#### What you are asked to do
Exactly as written, give back every record below.

Records contained in a dataset:
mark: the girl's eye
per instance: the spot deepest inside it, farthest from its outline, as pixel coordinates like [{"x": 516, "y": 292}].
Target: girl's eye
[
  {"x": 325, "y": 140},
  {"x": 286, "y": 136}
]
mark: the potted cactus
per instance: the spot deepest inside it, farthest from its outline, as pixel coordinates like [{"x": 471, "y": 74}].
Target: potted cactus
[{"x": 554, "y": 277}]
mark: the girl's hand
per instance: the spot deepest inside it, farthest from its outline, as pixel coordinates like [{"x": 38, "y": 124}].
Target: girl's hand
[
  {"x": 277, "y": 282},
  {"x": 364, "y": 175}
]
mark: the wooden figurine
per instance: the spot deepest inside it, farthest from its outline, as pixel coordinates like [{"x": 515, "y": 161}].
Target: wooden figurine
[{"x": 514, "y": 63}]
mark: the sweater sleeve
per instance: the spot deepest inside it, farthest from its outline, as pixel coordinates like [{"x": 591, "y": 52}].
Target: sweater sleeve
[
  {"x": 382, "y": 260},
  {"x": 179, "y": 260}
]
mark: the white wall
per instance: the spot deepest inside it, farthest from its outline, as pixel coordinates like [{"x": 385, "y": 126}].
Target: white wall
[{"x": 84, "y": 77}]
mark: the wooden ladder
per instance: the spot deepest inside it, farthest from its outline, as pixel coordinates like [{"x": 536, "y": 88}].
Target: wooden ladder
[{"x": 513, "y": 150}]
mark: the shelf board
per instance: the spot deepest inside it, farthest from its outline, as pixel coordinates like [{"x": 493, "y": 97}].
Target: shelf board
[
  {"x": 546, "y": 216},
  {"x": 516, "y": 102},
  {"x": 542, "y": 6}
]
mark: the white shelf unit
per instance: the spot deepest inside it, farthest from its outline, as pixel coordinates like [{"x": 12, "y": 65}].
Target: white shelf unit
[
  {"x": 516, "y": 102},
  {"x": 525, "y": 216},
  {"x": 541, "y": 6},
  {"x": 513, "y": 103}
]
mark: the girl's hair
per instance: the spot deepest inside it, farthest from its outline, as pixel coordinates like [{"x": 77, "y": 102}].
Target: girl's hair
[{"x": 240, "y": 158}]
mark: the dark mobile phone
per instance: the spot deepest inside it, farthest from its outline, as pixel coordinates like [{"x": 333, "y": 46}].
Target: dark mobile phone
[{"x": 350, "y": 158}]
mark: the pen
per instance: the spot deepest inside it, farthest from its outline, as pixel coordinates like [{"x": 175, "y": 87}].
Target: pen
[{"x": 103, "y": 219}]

#### Reply to the task
mark: the girl's eye
per instance: the spot deepest inside it, farthest from its outline, as pixel coordinates like [{"x": 516, "y": 292}].
Target: girl's eye
[
  {"x": 325, "y": 140},
  {"x": 286, "y": 136}
]
mark: the potted cactus
per instance: the spot deepest inside it, farthest from its outline, as pixel coordinates like [{"x": 471, "y": 74}].
Target: potted cactus
[{"x": 554, "y": 277}]
mark: the girl's hand
per instance: the spot deepest inside it, farthest from its outline, as pixel coordinates like [{"x": 38, "y": 124}].
Target: girl's hand
[
  {"x": 277, "y": 282},
  {"x": 364, "y": 175}
]
mark: the wooden figurine
per instance: the spot deepest inside it, farthest from its outline, as pixel coordinates like [{"x": 515, "y": 161}].
Target: wooden figurine
[{"x": 514, "y": 63}]
mark: the sweater sleeve
per instance: the spot deepest inside it, farthest from its outline, as pixel coordinates like [{"x": 591, "y": 52}].
Target: sweater sleeve
[
  {"x": 382, "y": 260},
  {"x": 179, "y": 260}
]
mark: the white wall
per instance: the spot deepest inside it, farthest from its outline, as pixel coordinates like [{"x": 385, "y": 126}].
Target: white wall
[{"x": 84, "y": 77}]
mark: the wooden ladder
per instance: the spot deepest inside it, farthest from its outline, as pixel coordinates like [{"x": 536, "y": 88}].
Target: wooden ladder
[{"x": 513, "y": 150}]
mark: the shelf board
per instance: the spot deepest inside it, farthest from its outline, as pixel coordinates like [{"x": 493, "y": 97}].
Target: shelf board
[
  {"x": 546, "y": 216},
  {"x": 516, "y": 102},
  {"x": 542, "y": 6}
]
mark: the white shelf unit
per instance: the spot deepest inside it, farthest from its outline, as pixel coordinates like [{"x": 12, "y": 65}].
Target: white shelf unit
[
  {"x": 516, "y": 102},
  {"x": 525, "y": 216},
  {"x": 541, "y": 6},
  {"x": 513, "y": 103}
]
mark: the girl's hair
per instance: the spot deepest inside it, farthest from its outline, as pixel coordinates like [{"x": 77, "y": 102}].
Target: girl's hair
[{"x": 240, "y": 158}]
mark: the dark mobile phone
per instance: the spot deepest inside it, farthest from its outline, as pixel coordinates like [{"x": 333, "y": 46}].
Target: dark mobile phone
[{"x": 350, "y": 158}]
mark: the pen
per instance: the spot deepest inside it, farthest from its outline, as pixel coordinates like [{"x": 175, "y": 87}].
Target: pen
[{"x": 103, "y": 219}]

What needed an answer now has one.